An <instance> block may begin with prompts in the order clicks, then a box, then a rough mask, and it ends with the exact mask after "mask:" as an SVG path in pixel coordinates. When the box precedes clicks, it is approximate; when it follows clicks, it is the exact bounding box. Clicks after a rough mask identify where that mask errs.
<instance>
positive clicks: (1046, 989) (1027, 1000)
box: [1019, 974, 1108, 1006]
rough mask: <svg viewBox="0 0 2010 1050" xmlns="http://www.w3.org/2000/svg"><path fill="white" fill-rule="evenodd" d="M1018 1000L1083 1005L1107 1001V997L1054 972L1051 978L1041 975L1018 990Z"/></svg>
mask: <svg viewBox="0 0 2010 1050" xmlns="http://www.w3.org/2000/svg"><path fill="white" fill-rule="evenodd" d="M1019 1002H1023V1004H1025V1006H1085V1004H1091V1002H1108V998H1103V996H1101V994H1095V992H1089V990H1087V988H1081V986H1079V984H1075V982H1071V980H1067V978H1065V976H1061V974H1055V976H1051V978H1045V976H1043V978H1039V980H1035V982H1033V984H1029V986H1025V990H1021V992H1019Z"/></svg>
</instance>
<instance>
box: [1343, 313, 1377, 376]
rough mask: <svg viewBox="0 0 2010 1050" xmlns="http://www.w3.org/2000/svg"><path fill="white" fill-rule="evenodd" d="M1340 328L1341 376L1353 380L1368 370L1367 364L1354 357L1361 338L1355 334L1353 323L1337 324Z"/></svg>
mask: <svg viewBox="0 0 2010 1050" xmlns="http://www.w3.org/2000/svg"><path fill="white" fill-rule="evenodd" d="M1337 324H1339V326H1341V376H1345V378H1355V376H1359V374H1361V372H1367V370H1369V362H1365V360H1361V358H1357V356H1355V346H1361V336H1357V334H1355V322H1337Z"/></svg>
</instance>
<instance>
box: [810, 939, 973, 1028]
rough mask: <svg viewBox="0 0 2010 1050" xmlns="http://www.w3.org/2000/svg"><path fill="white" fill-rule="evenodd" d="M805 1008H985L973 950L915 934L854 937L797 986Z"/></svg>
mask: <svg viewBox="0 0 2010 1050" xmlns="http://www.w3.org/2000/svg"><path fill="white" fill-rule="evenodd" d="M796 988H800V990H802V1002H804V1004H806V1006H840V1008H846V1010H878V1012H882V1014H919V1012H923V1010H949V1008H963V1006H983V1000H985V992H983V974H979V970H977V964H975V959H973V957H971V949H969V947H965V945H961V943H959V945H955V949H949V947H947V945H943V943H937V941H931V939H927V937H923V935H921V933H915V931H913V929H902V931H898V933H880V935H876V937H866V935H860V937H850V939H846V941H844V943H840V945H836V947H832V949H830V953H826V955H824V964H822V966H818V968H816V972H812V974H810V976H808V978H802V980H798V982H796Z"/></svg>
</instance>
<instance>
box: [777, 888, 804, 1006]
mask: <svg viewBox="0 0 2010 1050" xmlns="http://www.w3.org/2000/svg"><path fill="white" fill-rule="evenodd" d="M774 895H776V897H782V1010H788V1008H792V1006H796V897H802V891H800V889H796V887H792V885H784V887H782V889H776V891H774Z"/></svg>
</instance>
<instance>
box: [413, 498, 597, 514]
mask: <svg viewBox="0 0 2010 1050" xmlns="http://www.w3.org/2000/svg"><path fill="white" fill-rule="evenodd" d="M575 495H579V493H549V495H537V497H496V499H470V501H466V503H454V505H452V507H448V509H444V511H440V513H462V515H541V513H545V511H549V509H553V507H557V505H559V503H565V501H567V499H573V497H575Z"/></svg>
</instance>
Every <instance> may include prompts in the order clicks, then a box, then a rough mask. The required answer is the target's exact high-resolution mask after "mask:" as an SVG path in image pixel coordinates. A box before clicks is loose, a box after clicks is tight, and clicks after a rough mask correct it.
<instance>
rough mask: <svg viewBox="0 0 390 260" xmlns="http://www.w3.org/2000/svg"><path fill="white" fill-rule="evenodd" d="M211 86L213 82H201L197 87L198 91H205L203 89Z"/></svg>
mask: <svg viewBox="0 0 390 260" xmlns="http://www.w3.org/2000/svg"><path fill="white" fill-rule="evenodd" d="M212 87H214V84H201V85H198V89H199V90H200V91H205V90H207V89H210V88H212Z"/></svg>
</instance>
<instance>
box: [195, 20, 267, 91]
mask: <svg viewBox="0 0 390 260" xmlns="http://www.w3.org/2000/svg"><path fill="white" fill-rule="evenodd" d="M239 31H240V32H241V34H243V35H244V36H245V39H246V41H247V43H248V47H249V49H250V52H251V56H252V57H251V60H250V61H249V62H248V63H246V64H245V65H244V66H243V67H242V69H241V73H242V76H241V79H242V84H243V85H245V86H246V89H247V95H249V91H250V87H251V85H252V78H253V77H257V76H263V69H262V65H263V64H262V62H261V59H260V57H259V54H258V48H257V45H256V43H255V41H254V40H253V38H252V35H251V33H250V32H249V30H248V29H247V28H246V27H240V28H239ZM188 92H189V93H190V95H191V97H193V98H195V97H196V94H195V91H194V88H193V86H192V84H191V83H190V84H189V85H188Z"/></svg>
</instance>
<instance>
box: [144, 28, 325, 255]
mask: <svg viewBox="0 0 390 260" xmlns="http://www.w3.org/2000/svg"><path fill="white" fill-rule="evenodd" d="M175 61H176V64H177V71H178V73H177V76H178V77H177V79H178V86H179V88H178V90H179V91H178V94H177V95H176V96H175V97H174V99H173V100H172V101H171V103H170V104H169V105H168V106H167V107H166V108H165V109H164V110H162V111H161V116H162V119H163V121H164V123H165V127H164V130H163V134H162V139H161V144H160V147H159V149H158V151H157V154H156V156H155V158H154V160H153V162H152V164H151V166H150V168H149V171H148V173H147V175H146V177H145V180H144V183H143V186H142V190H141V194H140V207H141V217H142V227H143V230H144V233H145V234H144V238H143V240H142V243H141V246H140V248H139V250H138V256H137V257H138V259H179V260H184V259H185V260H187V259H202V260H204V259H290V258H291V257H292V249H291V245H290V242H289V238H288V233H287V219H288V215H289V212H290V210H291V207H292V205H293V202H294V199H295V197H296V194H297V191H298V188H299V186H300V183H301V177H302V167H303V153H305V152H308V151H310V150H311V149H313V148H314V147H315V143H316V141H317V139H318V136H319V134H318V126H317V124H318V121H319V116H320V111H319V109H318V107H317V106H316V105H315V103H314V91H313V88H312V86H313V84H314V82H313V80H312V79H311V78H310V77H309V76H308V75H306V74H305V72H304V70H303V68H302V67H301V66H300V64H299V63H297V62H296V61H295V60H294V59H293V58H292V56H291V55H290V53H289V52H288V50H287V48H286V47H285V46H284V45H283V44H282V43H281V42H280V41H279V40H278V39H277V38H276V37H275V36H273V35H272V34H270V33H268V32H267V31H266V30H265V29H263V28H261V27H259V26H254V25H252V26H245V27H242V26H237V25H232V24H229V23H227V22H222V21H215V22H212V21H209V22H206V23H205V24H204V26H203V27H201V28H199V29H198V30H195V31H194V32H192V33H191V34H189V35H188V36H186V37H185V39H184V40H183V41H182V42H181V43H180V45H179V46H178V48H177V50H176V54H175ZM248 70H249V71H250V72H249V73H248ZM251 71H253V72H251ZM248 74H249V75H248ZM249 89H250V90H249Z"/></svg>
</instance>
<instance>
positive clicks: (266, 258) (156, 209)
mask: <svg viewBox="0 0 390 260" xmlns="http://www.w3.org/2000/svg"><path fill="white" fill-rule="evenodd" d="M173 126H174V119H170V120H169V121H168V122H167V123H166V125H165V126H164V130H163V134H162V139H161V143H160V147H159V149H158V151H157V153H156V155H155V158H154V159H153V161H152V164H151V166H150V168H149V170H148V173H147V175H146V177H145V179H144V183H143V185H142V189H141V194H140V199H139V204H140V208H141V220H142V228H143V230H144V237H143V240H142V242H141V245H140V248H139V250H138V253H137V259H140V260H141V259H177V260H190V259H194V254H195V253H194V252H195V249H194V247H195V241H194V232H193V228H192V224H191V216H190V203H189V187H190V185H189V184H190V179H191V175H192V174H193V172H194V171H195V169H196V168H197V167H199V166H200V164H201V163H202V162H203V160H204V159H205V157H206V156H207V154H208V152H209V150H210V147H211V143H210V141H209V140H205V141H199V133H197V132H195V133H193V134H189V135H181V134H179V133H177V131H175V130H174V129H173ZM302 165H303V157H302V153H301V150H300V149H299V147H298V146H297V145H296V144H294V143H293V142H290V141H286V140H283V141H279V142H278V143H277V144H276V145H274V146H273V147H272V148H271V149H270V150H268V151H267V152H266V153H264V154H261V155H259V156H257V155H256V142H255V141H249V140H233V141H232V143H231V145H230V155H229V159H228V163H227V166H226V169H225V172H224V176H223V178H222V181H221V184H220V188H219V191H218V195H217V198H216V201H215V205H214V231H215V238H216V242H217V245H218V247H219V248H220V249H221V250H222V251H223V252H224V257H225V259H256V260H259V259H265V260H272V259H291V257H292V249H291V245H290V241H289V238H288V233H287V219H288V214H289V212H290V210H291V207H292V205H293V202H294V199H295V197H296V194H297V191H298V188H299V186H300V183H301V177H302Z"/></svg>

====================

** WORK ITEM **
List every line of the records that contains the word "positive". Case counts.

** ANSWER BOX **
positive clicks: (1046, 989) (1027, 1000)
positive clicks: (266, 258) (156, 209)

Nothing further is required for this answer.